◆ **Problem to solve**:
Once you have read the data below, write it all out exactly.

====== Dataset excerpts

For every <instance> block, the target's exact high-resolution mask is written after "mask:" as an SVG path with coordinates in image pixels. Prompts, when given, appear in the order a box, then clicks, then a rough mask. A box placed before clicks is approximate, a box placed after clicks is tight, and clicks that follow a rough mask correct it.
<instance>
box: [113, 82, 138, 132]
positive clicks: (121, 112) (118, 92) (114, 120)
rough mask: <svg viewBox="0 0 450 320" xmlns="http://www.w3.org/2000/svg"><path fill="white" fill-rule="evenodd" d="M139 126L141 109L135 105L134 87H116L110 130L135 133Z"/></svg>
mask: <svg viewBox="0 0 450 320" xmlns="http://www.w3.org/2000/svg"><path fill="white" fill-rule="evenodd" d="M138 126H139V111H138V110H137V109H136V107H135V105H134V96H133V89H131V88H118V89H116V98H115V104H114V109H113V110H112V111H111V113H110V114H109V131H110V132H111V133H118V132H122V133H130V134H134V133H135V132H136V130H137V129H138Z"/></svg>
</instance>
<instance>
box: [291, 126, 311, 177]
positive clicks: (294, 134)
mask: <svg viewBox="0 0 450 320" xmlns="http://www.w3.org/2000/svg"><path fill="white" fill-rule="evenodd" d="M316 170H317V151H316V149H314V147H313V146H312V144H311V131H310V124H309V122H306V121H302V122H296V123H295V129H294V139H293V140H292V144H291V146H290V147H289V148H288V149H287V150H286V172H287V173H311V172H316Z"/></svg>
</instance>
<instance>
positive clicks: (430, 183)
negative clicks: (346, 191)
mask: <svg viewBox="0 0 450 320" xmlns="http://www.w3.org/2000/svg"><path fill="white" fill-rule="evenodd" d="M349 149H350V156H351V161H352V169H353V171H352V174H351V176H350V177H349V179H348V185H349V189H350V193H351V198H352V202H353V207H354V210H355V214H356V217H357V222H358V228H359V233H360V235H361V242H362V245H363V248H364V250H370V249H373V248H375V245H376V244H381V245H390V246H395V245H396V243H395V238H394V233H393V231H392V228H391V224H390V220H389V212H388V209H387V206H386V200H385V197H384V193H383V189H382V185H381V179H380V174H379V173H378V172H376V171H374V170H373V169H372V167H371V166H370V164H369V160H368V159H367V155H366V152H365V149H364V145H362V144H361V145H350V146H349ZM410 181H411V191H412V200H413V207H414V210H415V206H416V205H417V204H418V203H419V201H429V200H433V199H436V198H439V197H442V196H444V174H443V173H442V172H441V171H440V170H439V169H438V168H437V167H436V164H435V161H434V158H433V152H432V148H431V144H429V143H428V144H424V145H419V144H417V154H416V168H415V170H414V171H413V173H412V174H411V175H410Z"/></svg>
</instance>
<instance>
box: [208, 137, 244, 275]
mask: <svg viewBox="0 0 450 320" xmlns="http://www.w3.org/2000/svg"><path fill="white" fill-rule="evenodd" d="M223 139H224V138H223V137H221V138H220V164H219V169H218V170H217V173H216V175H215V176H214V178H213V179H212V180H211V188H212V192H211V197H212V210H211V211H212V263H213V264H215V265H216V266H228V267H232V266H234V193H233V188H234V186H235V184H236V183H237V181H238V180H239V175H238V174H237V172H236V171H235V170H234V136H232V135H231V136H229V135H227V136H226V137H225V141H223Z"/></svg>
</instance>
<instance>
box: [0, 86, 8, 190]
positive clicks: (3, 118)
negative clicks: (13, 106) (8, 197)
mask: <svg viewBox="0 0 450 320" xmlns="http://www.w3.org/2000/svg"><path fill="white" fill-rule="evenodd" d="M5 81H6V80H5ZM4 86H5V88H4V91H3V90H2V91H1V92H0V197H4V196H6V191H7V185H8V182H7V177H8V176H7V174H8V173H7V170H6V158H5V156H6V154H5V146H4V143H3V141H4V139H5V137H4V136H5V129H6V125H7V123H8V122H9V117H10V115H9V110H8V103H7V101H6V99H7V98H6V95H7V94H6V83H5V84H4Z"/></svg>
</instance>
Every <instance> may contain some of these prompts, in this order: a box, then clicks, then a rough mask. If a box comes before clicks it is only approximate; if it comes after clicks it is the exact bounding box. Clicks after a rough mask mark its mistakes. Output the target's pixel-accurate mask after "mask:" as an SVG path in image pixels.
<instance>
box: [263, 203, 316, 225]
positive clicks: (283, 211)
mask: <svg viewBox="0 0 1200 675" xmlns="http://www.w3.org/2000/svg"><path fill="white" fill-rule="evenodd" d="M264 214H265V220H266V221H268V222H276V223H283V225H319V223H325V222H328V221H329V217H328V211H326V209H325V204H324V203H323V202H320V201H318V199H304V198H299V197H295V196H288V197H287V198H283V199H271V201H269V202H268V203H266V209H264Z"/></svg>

============

◆ **Solved problem**:
For every <instance> block, the target's exact high-resolution mask is written after "mask:" as an SVG path with coordinates in image pixels. Prompts, when given, appear in the order a box, then clicks, then a rough mask. A box placed before clicks is approximate, a box placed after clicks is tight, and clicks that follow a rough mask correct it.
<instance>
box: [113, 82, 138, 132]
positive clicks: (121, 112) (118, 92) (114, 120)
rough mask: <svg viewBox="0 0 450 320" xmlns="http://www.w3.org/2000/svg"><path fill="white" fill-rule="evenodd" d="M139 126L141 109L135 105L134 87H116L110 130L135 133Z"/></svg>
mask: <svg viewBox="0 0 450 320" xmlns="http://www.w3.org/2000/svg"><path fill="white" fill-rule="evenodd" d="M138 126H139V111H138V110H137V109H136V107H135V105H134V96H133V89H131V88H118V89H116V98H115V104H114V109H113V110H112V111H111V113H110V114H109V131H110V132H111V133H118V132H122V133H130V134H134V133H135V132H136V130H137V129H138Z"/></svg>
</instance>
<instance>
box: [291, 126, 311, 177]
positive clicks: (294, 134)
mask: <svg viewBox="0 0 450 320" xmlns="http://www.w3.org/2000/svg"><path fill="white" fill-rule="evenodd" d="M316 170H317V151H316V149H314V147H313V146H312V144H311V131H310V124H309V122H306V121H302V122H296V123H295V129H294V139H293V140H292V144H291V146H290V147H289V148H288V149H287V150H286V172H287V173H311V172H316Z"/></svg>
</instance>
<instance>
positive clicks: (430, 183)
negative clicks: (346, 191)
mask: <svg viewBox="0 0 450 320" xmlns="http://www.w3.org/2000/svg"><path fill="white" fill-rule="evenodd" d="M349 149H350V156H351V161H352V169H353V171H352V174H351V176H350V177H349V179H348V185H349V189H350V193H351V198H352V202H353V207H354V210H355V214H356V217H357V222H358V228H359V233H360V235H361V242H362V245H363V248H364V250H370V249H373V248H375V245H376V244H381V245H390V246H395V245H396V243H395V238H394V233H393V231H392V228H391V224H390V220H389V212H388V209H387V206H386V200H385V197H384V193H383V189H382V185H381V179H380V174H379V173H378V172H376V171H374V170H373V169H372V167H371V166H370V164H369V160H368V159H367V155H366V152H365V149H364V145H362V144H361V145H350V146H349ZM410 181H411V191H412V200H413V207H414V210H415V206H416V205H417V204H418V203H419V201H429V200H433V199H436V198H439V197H442V196H444V174H443V173H442V172H441V171H440V170H439V169H438V168H437V167H436V164H435V161H434V158H433V152H432V148H431V144H429V143H428V144H424V145H419V144H417V154H416V168H415V170H414V171H413V173H412V174H411V175H410Z"/></svg>
</instance>
<instance>
box: [208, 137, 244, 275]
mask: <svg viewBox="0 0 450 320" xmlns="http://www.w3.org/2000/svg"><path fill="white" fill-rule="evenodd" d="M223 139H224V138H223V137H221V138H220V164H219V169H218V170H217V173H216V175H215V176H214V178H213V179H212V180H211V188H212V192H211V197H212V210H211V211H212V263H213V264H215V265H216V266H228V267H232V266H234V193H233V188H234V186H235V184H236V183H237V181H238V180H239V175H238V174H237V172H236V171H235V170H234V136H232V135H231V136H229V135H227V136H226V137H225V141H223Z"/></svg>
</instance>
<instance>
box: [0, 86, 8, 190]
positive clicks: (3, 118)
negative clicks: (13, 106) (8, 197)
mask: <svg viewBox="0 0 450 320" xmlns="http://www.w3.org/2000/svg"><path fill="white" fill-rule="evenodd" d="M5 81H6V80H5ZM4 86H5V88H4V91H3V90H2V91H1V92H0V197H4V196H6V191H7V185H8V182H7V177H8V176H7V174H8V173H7V170H6V158H5V156H6V154H5V146H4V143H3V141H4V139H5V137H4V136H5V129H6V125H7V123H8V122H9V117H10V115H9V110H8V103H7V101H6V99H7V98H6V95H7V94H6V83H5V84H4Z"/></svg>
</instance>
Every <instance> may contain some of these prompts, in this order: a box, then clicks, then a rough mask. If a box comes before clicks it is only approximate; if it comes after clicks it is the exact bounding box. Clicks after a rough mask mark its mistakes. Output the target's pixel-accurate mask after "mask:" as an SVG path in image pixels.
<instance>
box: [263, 203, 316, 225]
positive clicks: (283, 211)
mask: <svg viewBox="0 0 1200 675" xmlns="http://www.w3.org/2000/svg"><path fill="white" fill-rule="evenodd" d="M264 214H265V220H266V221H268V222H276V223H283V225H319V223H325V222H328V221H329V217H328V211H326V209H325V204H324V203H323V202H320V201H318V199H304V198H299V197H295V196H288V197H287V198H283V199H271V201H269V202H268V203H266V209H264Z"/></svg>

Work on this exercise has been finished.